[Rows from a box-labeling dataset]
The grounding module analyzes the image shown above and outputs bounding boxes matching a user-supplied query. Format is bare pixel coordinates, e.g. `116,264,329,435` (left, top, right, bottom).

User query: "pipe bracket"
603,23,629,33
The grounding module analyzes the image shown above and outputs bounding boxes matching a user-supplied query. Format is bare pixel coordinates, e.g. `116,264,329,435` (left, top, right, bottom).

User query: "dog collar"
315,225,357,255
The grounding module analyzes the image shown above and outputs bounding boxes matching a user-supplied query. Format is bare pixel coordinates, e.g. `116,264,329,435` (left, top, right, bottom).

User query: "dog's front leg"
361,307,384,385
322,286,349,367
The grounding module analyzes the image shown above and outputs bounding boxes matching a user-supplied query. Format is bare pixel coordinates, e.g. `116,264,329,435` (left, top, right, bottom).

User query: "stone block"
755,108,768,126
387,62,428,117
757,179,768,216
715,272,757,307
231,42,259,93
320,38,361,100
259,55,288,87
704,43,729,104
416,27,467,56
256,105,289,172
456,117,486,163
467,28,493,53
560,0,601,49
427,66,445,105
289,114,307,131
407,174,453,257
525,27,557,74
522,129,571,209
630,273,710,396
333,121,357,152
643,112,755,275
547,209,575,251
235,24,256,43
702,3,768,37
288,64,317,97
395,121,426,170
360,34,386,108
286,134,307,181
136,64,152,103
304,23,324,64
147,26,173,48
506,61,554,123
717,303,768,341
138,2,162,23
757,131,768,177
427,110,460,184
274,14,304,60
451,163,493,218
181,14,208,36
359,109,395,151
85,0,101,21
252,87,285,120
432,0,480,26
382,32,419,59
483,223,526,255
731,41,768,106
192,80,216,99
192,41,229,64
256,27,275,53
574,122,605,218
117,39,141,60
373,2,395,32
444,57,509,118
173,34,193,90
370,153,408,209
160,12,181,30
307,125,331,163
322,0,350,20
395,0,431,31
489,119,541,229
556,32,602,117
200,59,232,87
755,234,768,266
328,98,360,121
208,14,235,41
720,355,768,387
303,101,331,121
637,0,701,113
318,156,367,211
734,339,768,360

> **WRITTEN INSTRUCTION**: Copy the listing above line for line, with no changes.

> **FULL SOLUTION**:
The grounding module analyzes the image shown above and outputs bounding boxes matching a user-supplied query. Format is bare pixel coordinates, e.g. `116,264,329,435` (left, top, right, bottom).

User query: "pipe bracket"
603,23,629,33
The grounding module analyzes the image shown above and outputs bounding boxes matching a user-supplied query. Format is bare pixel coordinates, e.g. `116,264,329,435` (left, top, right, bottom).

User query: "dog collar"
315,225,357,255
The grounding module analyzes the image shown above and outputs bounding boxes matching a user-supplied query. Format is bare pixel coordinates, e.g. `116,264,329,435` (left, top, right, bottom).

User query: "dog's front leg"
361,307,384,385
322,286,349,367
The grounding module analyzes the image shown above and outputs bounding boxes matching a user-supplied query. Format is bare pixel coordinates, e.g. `116,264,329,435` (left, top, right, bottom).

User query: "stone block"
755,108,768,126
387,62,428,117
757,179,768,216
715,272,757,307
231,42,259,93
320,38,361,100
259,55,288,87
704,43,729,104
416,27,467,56
256,105,289,172
456,117,486,163
467,28,493,53
560,0,601,49
427,66,445,105
289,114,307,131
407,174,453,257
525,27,557,74
522,129,571,209
630,273,710,396
333,121,357,152
643,112,755,275
547,209,575,251
235,24,256,43
702,3,768,37
288,64,317,97
395,121,426,170
360,34,386,108
286,134,307,181
136,64,152,103
304,23,324,64
147,26,173,48
506,61,554,123
717,303,768,341
138,2,162,23
757,131,768,177
427,110,460,184
274,14,304,60
451,163,493,218
181,14,208,36
359,109,395,151
85,0,101,21
252,87,285,120
432,0,480,26
382,32,419,59
483,223,526,255
731,41,768,106
192,80,216,99
192,41,229,64
256,27,275,53
574,122,605,218
117,39,141,60
373,2,395,32
444,57,509,118
173,34,193,90
370,153,408,209
160,12,181,30
307,125,331,163
322,0,350,20
395,0,431,31
489,119,541,229
556,32,602,117
200,59,232,87
755,234,768,266
328,98,360,121
208,14,235,41
720,355,768,387
303,101,331,121
637,0,701,113
318,156,367,211
734,339,768,360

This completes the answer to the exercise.